> **Task objective**
Work out how many lines below contain "each". Provide only the figure.

(Saved entries)
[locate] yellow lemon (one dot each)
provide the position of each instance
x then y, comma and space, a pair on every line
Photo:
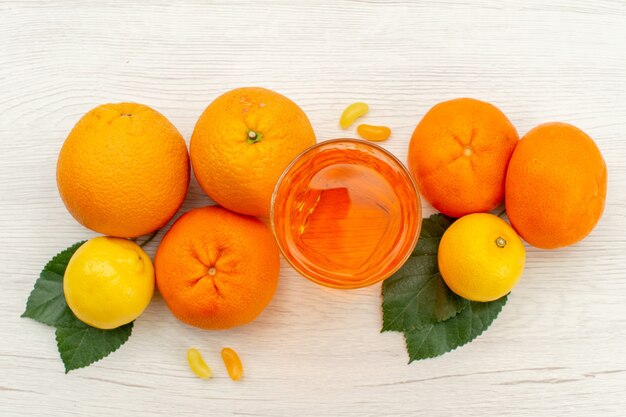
481, 257
108, 282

> **Response below**
2